WHAT THE EXERCISE ASKS >>
Because the images are not wanted, restate every line below word for word without them.
--- DATASET EXCERPTS Enclosed Below ---
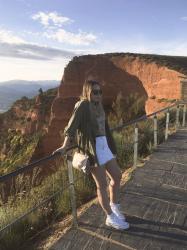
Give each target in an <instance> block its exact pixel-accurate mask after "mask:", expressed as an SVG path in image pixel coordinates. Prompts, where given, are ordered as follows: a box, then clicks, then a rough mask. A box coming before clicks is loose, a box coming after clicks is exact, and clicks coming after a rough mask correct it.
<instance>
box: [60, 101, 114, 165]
mask: <svg viewBox="0 0 187 250" xmlns="http://www.w3.org/2000/svg"><path fill="white" fill-rule="evenodd" d="M96 126H98V125H97V122H96V119H95V117H94V115H93V114H92V113H91V112H90V106H89V101H87V100H80V101H78V102H77V103H76V104H75V107H74V110H73V114H72V116H71V118H70V120H69V122H68V125H67V126H66V127H65V130H64V134H65V136H68V137H71V138H72V137H73V138H76V142H77V145H78V146H79V147H80V148H81V149H82V151H83V153H86V154H88V155H89V156H90V159H91V164H92V165H94V164H95V163H96V164H98V165H99V163H98V159H97V155H96V146H95V137H96V135H95V130H96V129H95V128H96ZM105 130H106V138H107V142H108V146H109V148H110V150H111V152H112V153H113V154H116V146H115V143H114V139H113V137H112V134H111V132H110V128H109V126H108V122H107V119H106V120H105Z"/></svg>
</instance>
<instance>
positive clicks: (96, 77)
mask: <svg viewBox="0 0 187 250" xmlns="http://www.w3.org/2000/svg"><path fill="white" fill-rule="evenodd" d="M180 75H181V73H180V72H178V71H176V70H172V69H171V68H168V67H166V66H161V65H159V64H158V63H155V62H154V61H153V62H150V61H147V60H146V59H144V58H141V56H137V55H128V54H105V55H92V56H91V55H88V56H81V57H75V58H74V59H73V60H72V61H70V63H69V64H68V66H67V67H66V68H65V70H64V76H63V79H62V82H61V85H60V87H59V89H58V94H57V96H56V98H55V100H54V102H53V105H52V111H51V117H50V124H49V127H48V133H47V135H46V136H45V137H44V138H43V139H42V141H40V143H39V145H38V147H37V148H36V151H35V154H34V155H33V159H36V158H40V157H42V156H44V155H47V154H49V153H51V152H52V151H53V150H54V149H55V148H57V147H58V146H60V144H61V142H62V139H61V136H60V131H63V129H64V127H65V125H66V124H67V121H68V119H69V117H70V114H71V112H72V110H73V107H74V104H75V102H76V101H77V100H78V98H79V96H80V94H81V90H82V85H83V82H84V80H85V79H86V78H93V79H95V80H98V81H99V82H100V83H101V84H102V88H103V93H104V95H103V96H104V99H103V102H104V104H105V105H111V104H112V102H113V101H114V100H115V99H116V96H117V94H118V93H119V92H120V91H121V93H122V95H123V96H124V97H126V96H128V95H129V94H131V93H135V92H137V93H139V94H140V95H144V96H145V97H146V102H145V110H146V113H147V114H148V113H152V112H154V111H156V110H159V109H160V108H163V107H165V106H168V105H169V104H170V101H173V100H176V99H180V79H179V76H180Z"/></svg>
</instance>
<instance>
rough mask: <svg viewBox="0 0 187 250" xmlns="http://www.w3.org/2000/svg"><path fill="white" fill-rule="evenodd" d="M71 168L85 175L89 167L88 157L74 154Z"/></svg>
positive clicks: (84, 155)
mask: <svg viewBox="0 0 187 250" xmlns="http://www.w3.org/2000/svg"><path fill="white" fill-rule="evenodd" d="M72 166H73V167H74V168H76V169H78V170H82V171H83V172H84V173H86V172H87V168H88V167H89V156H88V155H86V154H82V153H79V152H75V153H74V155H73V160H72Z"/></svg>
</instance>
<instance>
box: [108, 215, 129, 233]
mask: <svg viewBox="0 0 187 250" xmlns="http://www.w3.org/2000/svg"><path fill="white" fill-rule="evenodd" d="M105 224H106V225H107V226H110V227H113V228H116V229H121V230H124V229H128V228H129V223H127V222H126V221H124V220H121V219H119V218H118V217H117V216H116V215H115V214H114V213H112V214H110V215H107V218H106V222H105Z"/></svg>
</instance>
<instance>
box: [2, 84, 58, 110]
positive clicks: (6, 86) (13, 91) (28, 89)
mask: <svg viewBox="0 0 187 250" xmlns="http://www.w3.org/2000/svg"><path fill="white" fill-rule="evenodd" d="M58 85H59V82H58V81H24V80H13V81H6V82H0V113H2V112H5V111H7V110H8V109H9V108H10V107H11V105H12V104H13V102H15V101H16V100H17V99H19V98H21V97H23V96H26V97H29V98H31V97H34V96H35V95H37V94H38V90H39V89H40V88H42V90H43V91H46V90H47V89H50V88H54V87H57V86H58Z"/></svg>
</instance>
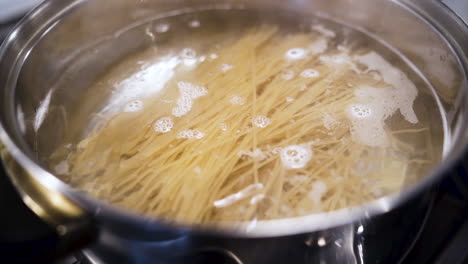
--- End of Enclosed DATASET EXCERPTS ---
TASK RESPONSE >>
Give each target in an <instance> block its exact pixel-accurate mask after "mask:", expressed as an SVG path in image pixel coordinates. Prompts, where given, are ordered as follows: a box, then clicks, then a rough mask. A box coming before clicks is loose, a box coming after clicks is exact, and clicks coming after a rough mask correct it.
<instance>
box: [60, 101, 114, 165]
mask: <svg viewBox="0 0 187 250" xmlns="http://www.w3.org/2000/svg"><path fill="white" fill-rule="evenodd" d="M96 126H98V125H97V122H96V119H95V117H94V115H93V114H92V113H91V112H90V106H89V101H87V100H80V101H78V102H77V103H76V104H75V107H74V110H73V114H72V116H71V118H70V120H69V122H68V125H67V126H66V127H65V130H64V134H65V136H68V137H71V138H72V137H73V138H76V142H77V145H78V146H79V147H80V148H81V149H82V151H83V153H86V154H88V155H89V156H90V159H91V164H92V165H94V164H95V163H96V164H98V165H99V163H98V159H97V155H96V146H95V137H96V135H95V130H96V129H95V128H96ZM105 130H106V138H107V142H108V146H109V148H110V150H111V152H112V153H113V154H116V146H115V143H114V139H113V137H112V134H111V132H110V128H109V126H108V122H107V119H106V120H105Z"/></svg>
</instance>
<instance>
positive clicks: (96, 77)
mask: <svg viewBox="0 0 187 250" xmlns="http://www.w3.org/2000/svg"><path fill="white" fill-rule="evenodd" d="M180 75H181V73H180V72H178V71H176V70H172V69H171V68H168V67H166V66H161V65H159V64H158V63H155V62H154V61H153V62H150V61H147V60H146V59H144V58H141V56H137V55H128V54H105V55H92V56H91V55H88V56H81V57H75V58H74V59H73V60H72V61H70V63H69V64H68V66H67V67H66V68H65V70H64V76H63V79H62V82H61V85H60V87H59V89H58V94H57V96H56V98H55V100H54V102H53V105H52V111H51V117H50V124H49V127H48V133H47V135H46V136H45V137H44V138H43V139H42V141H40V143H39V145H38V147H37V148H36V151H35V154H34V155H33V159H36V158H40V157H42V156H44V155H47V154H49V153H51V152H52V151H53V150H54V149H55V148H57V147H58V146H60V144H61V142H62V139H61V136H60V131H63V129H64V127H65V125H66V124H67V121H68V119H69V117H70V114H71V112H72V110H73V107H74V104H75V102H76V101H77V100H78V98H79V96H80V94H81V90H82V85H83V82H84V80H85V79H86V78H93V79H95V80H98V81H99V82H100V83H101V84H102V88H103V93H104V95H103V96H104V99H103V102H104V104H105V105H111V104H112V102H113V101H114V100H115V99H116V96H117V94H118V93H119V92H120V91H121V93H122V95H123V96H124V97H126V96H128V95H129V94H131V93H135V92H137V93H139V94H140V95H144V96H145V97H146V102H145V110H146V113H147V114H148V113H152V112H154V111H156V110H159V109H160V108H163V107H165V106H168V105H169V104H170V101H173V100H176V99H180V79H179V76H180Z"/></svg>
</instance>
<instance>
rough mask: <svg viewBox="0 0 187 250" xmlns="http://www.w3.org/2000/svg"><path fill="white" fill-rule="evenodd" d="M71 168L85 175L89 167L88 157L74 154Z"/></svg>
positive clicks: (84, 155)
mask: <svg viewBox="0 0 187 250" xmlns="http://www.w3.org/2000/svg"><path fill="white" fill-rule="evenodd" d="M72 166H73V167H74V168H76V169H78V170H82V171H83V172H84V173H86V172H87V168H88V167H89V156H88V155H86V154H82V153H79V152H75V153H74V155H73V160H72Z"/></svg>
</instance>
<instance>
box: [108, 215, 129, 233]
mask: <svg viewBox="0 0 187 250" xmlns="http://www.w3.org/2000/svg"><path fill="white" fill-rule="evenodd" d="M105 224H106V225H107V226H110V227H113V228H116V229H121V230H124V229H128V228H129V223H127V222H126V221H124V220H121V219H119V218H118V217H117V216H116V215H115V214H114V213H112V214H110V215H107V218H106V222H105Z"/></svg>
</instance>
<instance>
box: [2, 84, 58, 110]
positive clicks: (6, 86) (13, 91) (28, 89)
mask: <svg viewBox="0 0 187 250" xmlns="http://www.w3.org/2000/svg"><path fill="white" fill-rule="evenodd" d="M58 85H59V82H58V81H24V80H13V81H6V82H0V113H2V112H5V111H7V110H8V109H9V108H10V107H11V105H12V104H13V102H15V101H16V100H17V99H19V98H21V97H23V96H26V97H29V98H31V97H34V96H35V95H37V94H38V90H39V89H40V88H42V90H43V91H46V90H47V89H50V88H54V87H57V86H58Z"/></svg>
</instance>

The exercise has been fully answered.